-- SUPPLIED RECORDS --
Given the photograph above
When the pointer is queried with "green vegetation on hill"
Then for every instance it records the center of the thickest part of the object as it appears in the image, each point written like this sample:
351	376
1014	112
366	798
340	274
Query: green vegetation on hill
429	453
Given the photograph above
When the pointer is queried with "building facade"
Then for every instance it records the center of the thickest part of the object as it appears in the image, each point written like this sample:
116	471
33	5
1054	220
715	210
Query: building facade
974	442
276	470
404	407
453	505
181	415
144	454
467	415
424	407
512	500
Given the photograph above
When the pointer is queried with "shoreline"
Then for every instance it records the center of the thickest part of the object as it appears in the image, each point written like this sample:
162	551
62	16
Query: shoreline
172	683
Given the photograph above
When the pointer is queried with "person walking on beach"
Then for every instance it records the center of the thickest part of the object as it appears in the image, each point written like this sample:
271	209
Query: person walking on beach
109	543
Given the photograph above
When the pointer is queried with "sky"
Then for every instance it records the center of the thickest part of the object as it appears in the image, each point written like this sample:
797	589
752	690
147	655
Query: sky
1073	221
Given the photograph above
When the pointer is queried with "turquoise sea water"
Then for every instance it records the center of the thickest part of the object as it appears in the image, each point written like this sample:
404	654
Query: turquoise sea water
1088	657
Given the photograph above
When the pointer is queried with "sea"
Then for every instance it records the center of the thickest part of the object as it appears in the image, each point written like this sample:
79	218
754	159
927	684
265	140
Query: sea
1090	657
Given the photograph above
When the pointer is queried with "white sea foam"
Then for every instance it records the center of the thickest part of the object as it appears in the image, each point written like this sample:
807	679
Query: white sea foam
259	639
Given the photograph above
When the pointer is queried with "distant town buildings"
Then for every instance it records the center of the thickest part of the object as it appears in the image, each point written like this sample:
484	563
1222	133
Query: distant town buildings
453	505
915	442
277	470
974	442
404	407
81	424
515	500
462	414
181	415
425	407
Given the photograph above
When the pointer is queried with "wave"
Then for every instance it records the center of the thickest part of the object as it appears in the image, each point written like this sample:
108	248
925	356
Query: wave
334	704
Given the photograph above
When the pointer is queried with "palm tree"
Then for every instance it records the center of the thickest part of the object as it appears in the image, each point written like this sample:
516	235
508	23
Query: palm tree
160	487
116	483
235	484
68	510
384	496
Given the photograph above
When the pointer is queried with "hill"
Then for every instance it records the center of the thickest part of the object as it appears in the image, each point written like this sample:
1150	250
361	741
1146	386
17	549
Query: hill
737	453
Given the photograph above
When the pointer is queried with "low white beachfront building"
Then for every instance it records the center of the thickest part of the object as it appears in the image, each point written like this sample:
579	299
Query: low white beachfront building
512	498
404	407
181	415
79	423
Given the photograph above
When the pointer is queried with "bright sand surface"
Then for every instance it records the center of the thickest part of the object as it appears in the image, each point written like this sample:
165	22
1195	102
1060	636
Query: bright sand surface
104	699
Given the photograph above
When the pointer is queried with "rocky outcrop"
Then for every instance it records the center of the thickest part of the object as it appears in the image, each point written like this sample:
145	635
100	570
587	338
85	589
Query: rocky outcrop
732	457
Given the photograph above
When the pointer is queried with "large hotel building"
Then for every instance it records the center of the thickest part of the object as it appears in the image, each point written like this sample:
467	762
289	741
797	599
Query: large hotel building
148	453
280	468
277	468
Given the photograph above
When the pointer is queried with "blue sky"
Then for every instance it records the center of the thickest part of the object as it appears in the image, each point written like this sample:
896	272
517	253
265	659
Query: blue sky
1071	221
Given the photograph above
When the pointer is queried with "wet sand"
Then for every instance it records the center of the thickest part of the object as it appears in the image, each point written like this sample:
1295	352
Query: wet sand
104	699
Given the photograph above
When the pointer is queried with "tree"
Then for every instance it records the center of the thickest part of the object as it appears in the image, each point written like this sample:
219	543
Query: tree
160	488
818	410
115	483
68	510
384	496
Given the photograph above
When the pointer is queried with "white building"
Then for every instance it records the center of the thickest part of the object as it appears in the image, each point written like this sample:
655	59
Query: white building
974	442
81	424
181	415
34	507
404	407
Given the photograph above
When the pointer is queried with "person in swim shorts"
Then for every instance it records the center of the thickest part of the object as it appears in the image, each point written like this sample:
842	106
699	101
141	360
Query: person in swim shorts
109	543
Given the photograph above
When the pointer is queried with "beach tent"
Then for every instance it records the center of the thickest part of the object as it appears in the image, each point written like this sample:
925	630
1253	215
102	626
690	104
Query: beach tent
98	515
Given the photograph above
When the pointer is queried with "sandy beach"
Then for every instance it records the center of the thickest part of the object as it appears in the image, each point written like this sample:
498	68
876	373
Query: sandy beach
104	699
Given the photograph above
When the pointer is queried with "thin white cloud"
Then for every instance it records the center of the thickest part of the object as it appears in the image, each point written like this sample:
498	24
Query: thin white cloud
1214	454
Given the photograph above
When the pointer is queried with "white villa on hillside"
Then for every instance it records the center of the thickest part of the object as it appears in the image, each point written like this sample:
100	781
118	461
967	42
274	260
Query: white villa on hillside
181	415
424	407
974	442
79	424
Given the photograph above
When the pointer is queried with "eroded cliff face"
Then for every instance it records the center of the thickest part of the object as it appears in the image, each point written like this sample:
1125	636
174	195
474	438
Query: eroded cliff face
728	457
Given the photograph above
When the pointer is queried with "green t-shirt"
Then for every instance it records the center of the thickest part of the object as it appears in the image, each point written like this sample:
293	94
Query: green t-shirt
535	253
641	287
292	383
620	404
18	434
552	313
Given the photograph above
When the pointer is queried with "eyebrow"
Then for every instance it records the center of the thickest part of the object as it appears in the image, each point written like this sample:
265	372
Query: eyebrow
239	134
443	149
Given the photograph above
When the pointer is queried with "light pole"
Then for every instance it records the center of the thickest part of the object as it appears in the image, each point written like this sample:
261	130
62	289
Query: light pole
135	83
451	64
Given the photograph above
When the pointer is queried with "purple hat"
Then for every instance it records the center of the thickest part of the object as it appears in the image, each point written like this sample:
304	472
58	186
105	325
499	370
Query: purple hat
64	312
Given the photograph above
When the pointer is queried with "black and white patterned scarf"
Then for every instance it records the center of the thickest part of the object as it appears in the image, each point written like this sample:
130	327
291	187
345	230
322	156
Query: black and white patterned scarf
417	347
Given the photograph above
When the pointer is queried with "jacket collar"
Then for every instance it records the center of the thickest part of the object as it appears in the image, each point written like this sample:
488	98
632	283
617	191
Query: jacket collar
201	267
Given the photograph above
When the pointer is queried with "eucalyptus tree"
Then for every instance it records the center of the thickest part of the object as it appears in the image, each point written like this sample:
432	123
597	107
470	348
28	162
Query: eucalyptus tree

-- DO THIS --
Repeat all the entries exactly as given.

-- ANSWER TO THE EXERCISE --
Given the photograph above
When the pointer is queried with "green vegetation on hill"
Then for every instance it records the center of the thickest part of the object as it appears in the image, each point written like this sample:
351	376
1014	112
366	798
340	274
Query: green vegetation on hill
429	453
Given the photograph above
When the pointer is queried with "building facade"
Then for every instance it records the center of the thickest part of the object as it appears in the image, each point written like this sample:
116	471
33	5
1054	220
715	210
Query: building facade
974	442
276	470
404	407
453	505
181	415
144	454
467	415
424	407
512	500
Given the photograph above
When the pointer is queried with "shoreline"
Then for every instance it records the center of the thickest part of the object as it appears in the image, each point written like this sample:
162	551
62	16
Query: shoreline
172	683
Given the photograph above
When the pointer is queried with "person walking on beach"
Then for every instance it records the center of the thickest part of the object as it appears in the image, each point written like this sample:
271	209
Query: person walking on beach
109	543
Given the photograph above
When the pointer is queried with "sky"
Then for every instance it records the center of the thickest part of the object as it appears in the image, each point written like this sample:
797	589
752	690
147	655
Query: sky
1073	221
Given the photograph above
When the pointer is queried with "turquoise sea water"
Then for every instance it records the center of the thickest part of the object as it appears in the image, each point written like this sample:
404	654
Query: turquoise sea water
1088	657
Given the photograph above
When the pointer is queried with "sea"
Then for every instance it records the center of the thickest part of the object as it appears in the image, each point written like this sample:
79	218
754	159
927	684
265	140
Query: sea
1090	657
Given the photograph above
When the pointer is queried with "white sea foam"
Then for every instance it records the center of the thickest part of the object as it appears in the image, each point written like this sample:
807	679
Query: white sea foam
259	639
Given the photograph above
When the pointer is queried with "distant town buildings"
Then for every instance it records the center of the thickest part of the object as it appears in the image, each point written like this sample:
484	563
1222	133
Query: distant town buildings
453	505
915	442
277	470
974	442
404	407
81	424
515	500
462	414
181	415
425	407
Given the photograph above
When the pointer is queried with "wave"
Then for every instance it records the center of the thickest part of the object as it appears in the image, each point written like this sample:
108	248
925	356
Query: wave
334	704
Given the photograph above
When the pointer is queried with "palm tree"
Then for every instance it records the center of the thickest part of the object as it appears in the image, each point written like this sample:
516	235
508	23
Query: palm tree
160	487
116	483
235	484
68	510
384	496
Given the photograph above
When the pointer is queried with "hill"
Then for every instance it records the center of the thickest part of the object as it appears in the image, each point written like this sample:
1150	250
361	741
1146	386
17	549
Query: hill
737	453
Given the photograph above
When the pointer is queried with "low white beachfront building"
Then for every instance it records the center of the thickest part of the object as it appears in the image, each point written like this sample:
579	299
Query: low white beachfront building
512	498
404	407
181	415
79	423
Given the photograph above
When the pointer is queried with "bright sand surface"
Then for every instance it records the center of the thickest part of the object as it appears in the image, each point written like this sample:
165	22
1195	102
1060	636
Query: bright sand surface
104	699
Given the photograph above
When the pointer is queried with "rocky outcrop"
Then for every instance it records the center of the thickest part of the object as it appears in the image, each point written like this sample:
145	635
100	570
587	338
85	589
Query: rocky outcrop
732	457
Given the photograph above
When the pointer is queried with "large hotel building"
Then for every instance it records the center of the thickest part of the object as it appears in the image, each point written like this sample:
467	762
289	741
797	599
Query: large hotel building
148	453
280	468
277	468
Given the photograph above
When the pointer is queried with "blue sky"
Then for every instance it records the center of the thickest part of the object as it appears in the image, each point written like this sample:
896	272
517	253
265	659
Query: blue sky
1071	221
Given the photograph above
When the pointer is queried with "wet sand"
Then for every instance it records the center of the thickest part of the object as it appears in the image, each point written like this sample:
1295	352
Query: wet sand
104	699
Given the photograph above
When the pointer is queried with "tree"
Then for every instance it records the center of the thickest part of the object as it appears in the image, each point written like this sample:
219	543
Query: tree
160	488
818	410
115	483
68	510
384	496
Given the photograph above
When the pointer is queried with "white building"
Then for every instance it records the center of the thickest part of the object as it appears in the image, each point written like this sample:
655	59
Query: white building
974	442
81	424
181	415
34	507
404	407
Given the photograph above
When the pointer is queried with "person in swim shorts"
Then for every instance it records the center of the thickest part of the object as it appears in the image, each point written like this sample:
842	106
699	101
141	360
Query: person in swim shorts
109	543
Given the photograph above
When the pointer is queried with "beach tent"
Then for every instance it records the center of the thickest part of the object as it appears in the image, each point written like this sample:
925	630
1253	215
102	626
690	104
Query: beach tent
98	515
Given the photograph above
When the pointer is queried with "sandy beach"
Then for every instance it records the center of the thickest part of the object as it appears in the image, each point written like this sample:
498	68
876	373
Query: sandy beach
104	699
Given the photograph above
When the pointer is queried with "thin white cloud"
Then for every instance it records the center of the thickest part of the object as it appears in the image, each point written like this sample:
498	24
Query: thin white cloud
1214	454
Given the photograph above
When the pointer is queried with "white villa on hillside"
Then for every instance it records the center of the thickest part of the object as it appears in the image, each point written like this sample:
100	781
118	461
967	42
274	260
Query: white villa on hillside
181	415
424	407
974	442
79	424
Given the photograph above
When the pointer is queried with "eroded cliff face"
Then for every instance it records the center of the thickest part of the object as it appears in the image, each point written like this sample:
1125	636
174	195
474	438
Query: eroded cliff face
728	457
Given the photograph above
When the pointer is queried with "green t-shirt"
Then for every instance it records the center of the thickest part of the object as it appears in the image, each point written like this sample:
293	94
Query: green t-shirt
535	253
641	287
292	383
620	404
18	434
552	313
Given the photograph above
When the pointer is queried with "eyebrow"
Then for every instance it records the center of the thickest part of the object as it appears in the image, each point written like this sample:
265	372
Query: eyebrow
239	134
443	149
Given the photograph above
When the pointer is queried with "light pole"
Then for every instance it records the center of the thickest part of the object as it appears in the image, each point written like this sample:
261	130
62	289
Query: light pole
135	83
451	64
Given the photograph above
When the pointer is queried with "purple hat"
Then for every instance it records the center of the thickest part of the object as it appears in the image, each point written like this sample:
304	472
58	186
105	325
499	370
Query: purple hat
64	312
Given the photograph above
When the pointer is queried with "black and white patterned scarf"
Then for every instance it records the center of the thickest part of the object as it appears in the image, each point written like this sample:
130	327
291	187
345	230
322	156
Query: black and white patterned scarf
417	347
Given the photograph above
When the pointer is queried with "jacket collar"
Then for every instance it records the center of the thickest part of the object as it appears in the image, each point written like this sample:
488	98
632	283
617	191
Query: jacket collar
201	267
Given the photograph above
When the pointer is queried with "eucalyptus tree"
Then for every instance it records the center of the thickest part of the object as it appears in the image, each point written like this sample:
432	123
597	107
470	348
28	162
Query: eucalyptus tree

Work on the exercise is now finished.